● **Prompt**: Set down every entry once more, exactly as it appears.

Stored items from a collection
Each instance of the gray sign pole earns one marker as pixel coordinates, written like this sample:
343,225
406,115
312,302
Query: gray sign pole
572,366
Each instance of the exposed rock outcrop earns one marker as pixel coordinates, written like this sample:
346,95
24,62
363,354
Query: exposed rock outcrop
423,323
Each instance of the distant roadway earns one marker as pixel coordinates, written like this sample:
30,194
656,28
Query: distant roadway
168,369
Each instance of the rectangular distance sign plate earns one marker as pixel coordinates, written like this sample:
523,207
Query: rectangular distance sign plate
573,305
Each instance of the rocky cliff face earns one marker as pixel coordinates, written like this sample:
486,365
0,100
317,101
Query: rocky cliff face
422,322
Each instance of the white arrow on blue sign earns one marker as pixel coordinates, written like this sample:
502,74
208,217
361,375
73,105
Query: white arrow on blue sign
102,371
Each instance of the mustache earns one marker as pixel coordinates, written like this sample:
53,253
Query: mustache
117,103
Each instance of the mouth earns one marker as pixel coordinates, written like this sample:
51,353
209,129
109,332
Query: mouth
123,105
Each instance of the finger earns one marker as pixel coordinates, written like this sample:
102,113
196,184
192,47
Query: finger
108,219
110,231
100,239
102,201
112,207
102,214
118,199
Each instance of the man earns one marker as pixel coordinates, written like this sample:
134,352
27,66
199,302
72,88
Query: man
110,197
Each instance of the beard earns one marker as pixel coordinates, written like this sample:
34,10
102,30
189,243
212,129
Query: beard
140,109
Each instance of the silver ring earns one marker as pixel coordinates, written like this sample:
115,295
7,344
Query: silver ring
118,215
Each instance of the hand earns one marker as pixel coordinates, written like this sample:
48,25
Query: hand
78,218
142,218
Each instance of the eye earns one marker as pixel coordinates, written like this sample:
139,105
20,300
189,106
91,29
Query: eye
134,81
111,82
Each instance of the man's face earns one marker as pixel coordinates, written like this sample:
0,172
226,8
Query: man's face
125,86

● **Solution for this task**:
Each instance of the gray sign pole earns one marker as pixel coordinates, written like this sample:
343,225
406,115
312,302
Query: gray sign pole
572,366
Each instance of the exposed rock outcrop earns one marker as pixel coordinates, written like this sample:
346,95
24,62
363,354
Query: exposed rock outcrop
423,323
Each instance of the distant roadway earns one marker as pixel coordinates, written like this sample:
30,194
656,28
Query: distant roadway
168,369
Each instance of the rectangular distance sign plate earns one marker as pixel coordinates, written like this sample:
523,207
Query: rectangular distance sign plate
573,305
Each instance of the rocky cliff face earns one marker as pixel coordinates, written like this sample:
486,365
0,100
317,101
Query: rocky cliff face
422,322
Each instance of the white arrow on blue sign earns one marker as pixel coordinates, written like this sample:
502,74
208,217
361,375
73,105
Query: white arrow on blue sign
102,371
Each instance of the mustache earns one marker as pixel coordinates, written like this sample:
53,253
Query: mustache
117,103
Each instance of the mouth earns one marker as pixel coordinates, written like this sample:
51,353
209,129
109,332
Query: mouth
123,105
Each instance of the finger earns one marker as pixel coordinates, written like this sample:
102,113
196,184
192,47
Query: finger
108,219
110,231
100,239
102,201
112,207
102,214
118,199
Each instance of the man earns one marker as pixel coordinates, written like this sample:
134,352
27,66
199,302
72,88
Query: man
110,197
Each instance of the beard earns one marker as pixel coordinates, written like this sample:
34,10
102,30
189,243
212,129
Query: beard
140,109
Each instance of the silver ring earns one marker as pixel coordinates, written like this sample:
115,295
7,344
Query: silver ring
118,215
Each instance of the hand earns one marker as pixel coordinates, written like this sample:
48,25
Query: hand
78,218
142,218
Each instance of the eye earns one marker as pixel coordinates, written like this sample:
139,105
20,300
189,106
91,29
Query: eye
134,81
111,82
Each instance of the man's face earns one marker as pixel coordinates, written like this sample:
0,172
226,8
Query: man's face
125,86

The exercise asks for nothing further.